» **SHORT EXERCISE**: Transcribe each line of the material as it is, and drop any picture.

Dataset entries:
— Start —

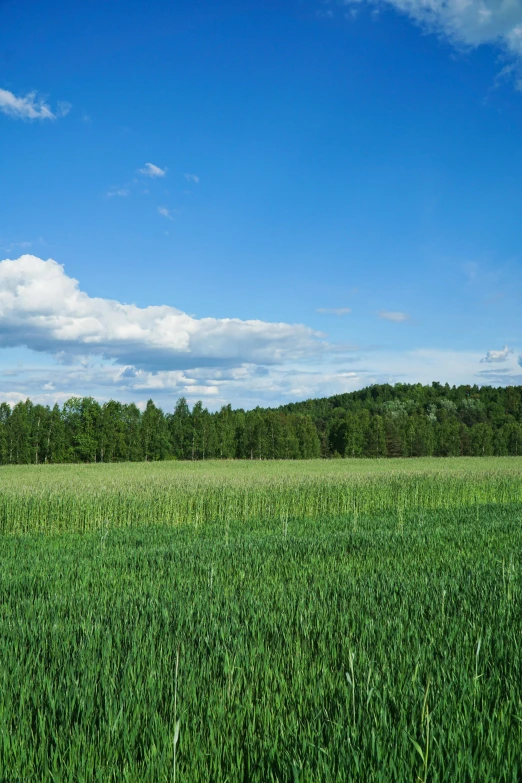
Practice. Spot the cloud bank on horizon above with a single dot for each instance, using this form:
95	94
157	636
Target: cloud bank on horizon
42	308
108	349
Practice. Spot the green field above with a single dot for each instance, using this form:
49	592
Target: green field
65	498
311	621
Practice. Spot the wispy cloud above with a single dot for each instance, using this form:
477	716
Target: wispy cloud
152	171
334	310
166	212
118	192
497	356
471	23
395	316
45	310
29	107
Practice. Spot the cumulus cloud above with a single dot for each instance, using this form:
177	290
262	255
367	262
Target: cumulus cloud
118	192
390	315
152	171
44	309
497	356
29	107
333	310
469	22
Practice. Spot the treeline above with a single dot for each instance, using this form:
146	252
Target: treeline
82	430
404	420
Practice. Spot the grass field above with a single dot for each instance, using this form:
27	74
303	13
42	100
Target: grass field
56	498
323	621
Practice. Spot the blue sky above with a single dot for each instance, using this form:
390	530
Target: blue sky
254	202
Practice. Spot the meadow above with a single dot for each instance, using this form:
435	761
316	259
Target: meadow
312	621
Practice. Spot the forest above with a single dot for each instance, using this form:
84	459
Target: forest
403	420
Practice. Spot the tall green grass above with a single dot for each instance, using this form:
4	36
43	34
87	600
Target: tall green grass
315	651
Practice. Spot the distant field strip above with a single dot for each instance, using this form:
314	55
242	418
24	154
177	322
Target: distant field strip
86	497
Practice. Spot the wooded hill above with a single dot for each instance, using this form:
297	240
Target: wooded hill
404	420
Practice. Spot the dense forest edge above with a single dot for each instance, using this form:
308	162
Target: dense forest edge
404	420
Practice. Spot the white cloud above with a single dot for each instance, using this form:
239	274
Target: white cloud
396	317
118	192
469	22
497	356
333	310
152	171
44	309
30	107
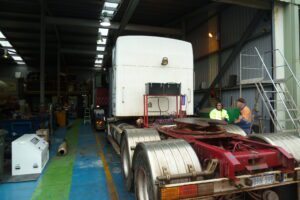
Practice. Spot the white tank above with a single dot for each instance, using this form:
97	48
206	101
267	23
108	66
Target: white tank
137	60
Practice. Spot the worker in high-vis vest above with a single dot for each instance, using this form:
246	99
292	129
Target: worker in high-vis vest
219	113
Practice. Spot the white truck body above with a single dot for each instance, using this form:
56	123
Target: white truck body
137	60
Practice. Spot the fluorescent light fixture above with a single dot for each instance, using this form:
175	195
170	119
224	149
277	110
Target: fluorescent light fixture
100	48
100	56
110	5
98	61
1	35
107	12
5	54
102	42
12	51
17	58
5	43
105	22
103	31
21	63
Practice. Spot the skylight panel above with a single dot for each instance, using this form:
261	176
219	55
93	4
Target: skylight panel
111	5
102	42
100	48
98	61
1	35
5	43
103	31
17	58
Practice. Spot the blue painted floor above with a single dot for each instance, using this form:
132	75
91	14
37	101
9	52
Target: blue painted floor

— End —

» **RESPONSE BELOW**:
Practice. Spot the cloud bank on horizon above with a single dot for each instance, using this form:
95	94
157	636
Target: cloud bank on horizon
42	308
108	349
Practice. Spot the green field above with a single dot for each instance, using this form:
49	592
Target: green field
65	498
311	621
Practice. Spot the wispy cloud above with a single dot for each instance, using this form:
477	716
Target: wispy cloud
152	171
334	310
166	212
118	192
497	356
471	23
395	316
45	310
29	107
Practice. Spot the cumulus cloud above with a single dot for each instance, using this form:
177	290
262	255
367	262
Target: cumulus cloud
118	192
390	315
152	171
44	309
497	356
29	107
333	310
469	22
Practice. Spot the treeline above with a single dot for each instance, using this form:
146	252
Target: treeline
82	430
404	420
Practice. Spot the grass field above with a single dot for each instance, using this form:
27	74
303	13
42	100
Target: grass field
56	498
323	621
Practice. Spot the blue sky above with a single dot for each instance, using this form:
390	530
Target: blue sky
254	202
Practice. Spot the meadow above with a single dot for each instance, using this form:
435	761
316	259
Target: meadow
312	621
Practice. Spot the forest above with a single dot for each instance, using this form:
84	459
Target: forest
403	420
Practice. Spot the tall green grass above with a single dot for each instance, using this form:
4	36
43	34
87	600
Target: tall green grass
315	651
Practice. Spot the distant field strip above with a single dot for each instance, using this form:
314	55
242	418
24	154
177	322
Target: distant field strip
86	497
Practice. Spot the wooded hill above with a single dot for each instance, using this form:
297	240
Target: wooded hill
404	420
Practice. Spot the dense forest edge above with a single dot for each instance, using this form:
308	162
Target: dense forest edge
404	420
Practice. Spot the white cloud above with a single dot for each instance, using this form:
239	274
Target: white cloud
396	317
118	192
469	22
497	356
333	310
152	171
44	309
30	107
Practice. Spot the white tank above with a single dot for each instance, using this form:
97	48
206	101
267	23
108	66
Target: white tank
137	60
Practice. Spot the worker in high-vis vest above with a single dot for each instance, using this form:
246	99
292	129
Target: worker in high-vis vest
219	113
Practice. Spot the white truck body above with a single dot for each instance, using this form:
56	123
Target: white truck body
137	60
Practice. Spot the fluorescent light fixture above with a single dot for each instance, using this form:
175	195
170	119
224	149
277	110
Target: fluorescent light fixture
100	48
100	56
110	5
98	61
1	35
107	12
5	54
102	42
12	51
17	58
5	43
105	22
103	31
21	63
Practice. Spot the skylight panel above with a single dot for each instance, using this form:
261	176
219	55
93	4
Target: skylight panel
111	5
102	42
100	48
98	61
1	35
5	43
103	31
17	58
Practice. Spot the blue painted floor above with a single dot for each instance, using this form:
132	75
91	14
37	101
9	52
Target: blue painted floor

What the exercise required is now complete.